Required work: This exercise asks for an exact transcription of every entry.

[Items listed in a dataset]
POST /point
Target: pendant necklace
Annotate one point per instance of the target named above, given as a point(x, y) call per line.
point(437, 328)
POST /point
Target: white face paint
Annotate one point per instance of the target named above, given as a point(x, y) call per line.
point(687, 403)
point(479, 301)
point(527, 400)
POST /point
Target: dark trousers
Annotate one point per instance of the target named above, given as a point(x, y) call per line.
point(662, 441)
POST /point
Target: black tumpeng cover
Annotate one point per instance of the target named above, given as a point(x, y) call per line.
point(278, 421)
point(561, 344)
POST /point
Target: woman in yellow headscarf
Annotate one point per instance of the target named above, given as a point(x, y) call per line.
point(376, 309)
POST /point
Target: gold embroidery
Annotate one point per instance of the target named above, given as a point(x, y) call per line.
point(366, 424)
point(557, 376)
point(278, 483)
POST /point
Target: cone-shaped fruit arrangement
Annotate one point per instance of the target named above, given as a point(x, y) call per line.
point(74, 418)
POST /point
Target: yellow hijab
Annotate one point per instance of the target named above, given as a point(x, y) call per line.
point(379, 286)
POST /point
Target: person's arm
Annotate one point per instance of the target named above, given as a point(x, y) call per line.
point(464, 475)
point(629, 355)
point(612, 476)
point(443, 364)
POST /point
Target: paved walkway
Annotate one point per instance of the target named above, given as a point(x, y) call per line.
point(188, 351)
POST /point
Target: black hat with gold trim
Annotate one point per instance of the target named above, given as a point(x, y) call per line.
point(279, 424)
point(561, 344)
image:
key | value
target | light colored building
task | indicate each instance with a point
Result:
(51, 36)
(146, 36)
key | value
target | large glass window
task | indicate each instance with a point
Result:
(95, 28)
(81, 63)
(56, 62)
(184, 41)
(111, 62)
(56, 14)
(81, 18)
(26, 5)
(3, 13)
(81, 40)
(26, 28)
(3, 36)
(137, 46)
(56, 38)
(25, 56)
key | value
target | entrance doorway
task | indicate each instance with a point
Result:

Expected output:
POST /point
Target: pendant necklace
Annotate one point per instance of the target named above, given as a point(x, y) call per line.
point(437, 328)
POST /point
Target: white face paint
Annotate one point per instance of the target named above, given as a point(x, y) call per line.
point(687, 403)
point(479, 301)
point(527, 400)
POST /point
Target: dark trousers
Annotate one point per instance of the target named above, given as a point(x, y) call per line.
point(662, 441)
POST /point
Target: black tumpeng cover
Annotate one point per instance of the target named above, given as a point(x, y) call per line.
point(278, 421)
point(561, 344)
POST /point
Target: woman in yellow headscarf
Annotate one point per instance of the target named above, given as a point(x, y) call per line.
point(376, 309)
POST /point
Target: gold embroidery
Annotate one point per instance of the target named above, given as a point(x, y) call per line.
point(366, 424)
point(557, 376)
point(278, 483)
POST /point
Target: cone-shaped fruit arrangement
Annotate one point per instance of the target named above, given as a point(x, y) call per line.
point(74, 418)
POST /point
Target: yellow hijab
Annotate one point per instance of the target named above, given as a point(x, y) call per line.
point(379, 286)
POST /point
Target: person's arm
Annotate one point per instance of the target named above, given as a point(x, y) call per line.
point(464, 475)
point(629, 355)
point(612, 476)
point(443, 364)
POST /point
Target: paved walkway
Annotate one point per instance of the target named above, given as a point(x, y) call per line.
point(188, 351)
POST /point
Target: black hat with gold trim
Annotate one point per instance of the target named above, given as a point(x, y) call per line.
point(279, 424)
point(561, 344)
image:
key | value
target | light colored building
task | indicate each instance with a point
Result:
(51, 36)
(146, 36)
key | value
target | large glass window
task | indicate each instance with a point
Result:
(95, 28)
(81, 63)
(56, 62)
(184, 41)
(111, 62)
(56, 14)
(81, 18)
(26, 5)
(3, 13)
(81, 40)
(26, 28)
(3, 36)
(137, 46)
(56, 38)
(25, 56)
key | value
target | entrance doorway
task | indicate each instance with a point
Result:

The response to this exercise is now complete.